TASK INSTRUCTIONS
In the material below, rewrite the lines from the line containing "Task: Locate the curving" up to and including the line containing "[32,632,151,671]" as a JSON list of strings, one string per line, leaving out blank lines.

MATERIAL SHOWN
%%

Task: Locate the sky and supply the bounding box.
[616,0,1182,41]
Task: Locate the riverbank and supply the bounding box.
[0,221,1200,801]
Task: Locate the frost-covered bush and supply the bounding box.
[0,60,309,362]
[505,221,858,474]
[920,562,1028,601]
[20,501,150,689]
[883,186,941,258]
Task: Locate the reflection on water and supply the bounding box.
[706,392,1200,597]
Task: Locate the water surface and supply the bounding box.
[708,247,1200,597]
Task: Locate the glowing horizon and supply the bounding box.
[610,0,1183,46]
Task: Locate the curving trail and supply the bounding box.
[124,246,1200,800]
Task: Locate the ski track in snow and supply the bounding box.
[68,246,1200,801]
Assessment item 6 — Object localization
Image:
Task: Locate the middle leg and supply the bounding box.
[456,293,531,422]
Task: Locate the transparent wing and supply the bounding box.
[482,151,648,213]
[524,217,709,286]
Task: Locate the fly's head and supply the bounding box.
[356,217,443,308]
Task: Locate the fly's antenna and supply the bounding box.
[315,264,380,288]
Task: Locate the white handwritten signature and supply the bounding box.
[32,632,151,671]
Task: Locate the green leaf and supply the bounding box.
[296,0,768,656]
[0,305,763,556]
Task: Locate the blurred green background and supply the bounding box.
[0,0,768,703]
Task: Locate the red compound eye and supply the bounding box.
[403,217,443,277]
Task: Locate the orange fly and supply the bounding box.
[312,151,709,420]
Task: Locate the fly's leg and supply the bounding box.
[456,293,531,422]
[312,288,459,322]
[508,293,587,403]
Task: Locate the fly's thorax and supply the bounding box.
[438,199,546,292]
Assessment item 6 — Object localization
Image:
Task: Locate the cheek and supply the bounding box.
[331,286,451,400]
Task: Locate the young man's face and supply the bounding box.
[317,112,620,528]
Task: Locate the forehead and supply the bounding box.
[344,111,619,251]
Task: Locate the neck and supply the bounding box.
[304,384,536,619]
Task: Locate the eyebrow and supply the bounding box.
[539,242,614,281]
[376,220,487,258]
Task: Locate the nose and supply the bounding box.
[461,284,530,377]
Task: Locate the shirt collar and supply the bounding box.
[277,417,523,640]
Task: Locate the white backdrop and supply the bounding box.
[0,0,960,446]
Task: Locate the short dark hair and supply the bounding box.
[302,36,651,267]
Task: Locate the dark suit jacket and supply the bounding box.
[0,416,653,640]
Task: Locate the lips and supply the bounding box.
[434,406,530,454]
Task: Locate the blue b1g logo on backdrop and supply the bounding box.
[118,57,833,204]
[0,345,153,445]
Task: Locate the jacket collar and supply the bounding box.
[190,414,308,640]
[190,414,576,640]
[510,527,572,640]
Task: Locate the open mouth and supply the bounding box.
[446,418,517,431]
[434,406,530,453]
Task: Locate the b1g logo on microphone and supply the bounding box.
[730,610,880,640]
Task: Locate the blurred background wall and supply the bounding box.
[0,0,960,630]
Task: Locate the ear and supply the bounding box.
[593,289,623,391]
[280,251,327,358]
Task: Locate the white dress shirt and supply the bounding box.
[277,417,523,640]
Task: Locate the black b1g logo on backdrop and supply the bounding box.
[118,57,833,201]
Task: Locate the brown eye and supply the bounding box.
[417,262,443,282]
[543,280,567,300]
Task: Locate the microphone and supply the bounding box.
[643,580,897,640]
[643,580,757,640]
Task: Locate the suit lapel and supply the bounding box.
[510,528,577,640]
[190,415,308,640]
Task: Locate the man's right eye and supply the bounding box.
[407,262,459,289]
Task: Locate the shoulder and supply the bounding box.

%%

RESPONSE
[
  "Task: Locate the curving trail and supply the bounding box.",
  "[124,246,1200,800]",
  "Task: Locate the ski track in snow and supply the bounding box.",
  "[68,246,1200,801]",
  "Assessment item 6 — Object localization",
  "Image:",
  "Task: Locate the middle leg and supply the bounding box.",
  "[456,293,531,422]",
  "Task: Locate the transparent wing and supply the bounding box.",
  "[482,151,648,213]",
  "[524,217,709,286]",
  "Task: Locate the fly's head and supply the bounding box.",
  "[356,217,443,308]",
  "Task: Locate the fly's antenna and supply the bounding box.",
  "[315,264,380,288]",
  "Task: Locate the white handwritten signature and supply the bounding box.",
  "[32,632,151,671]"
]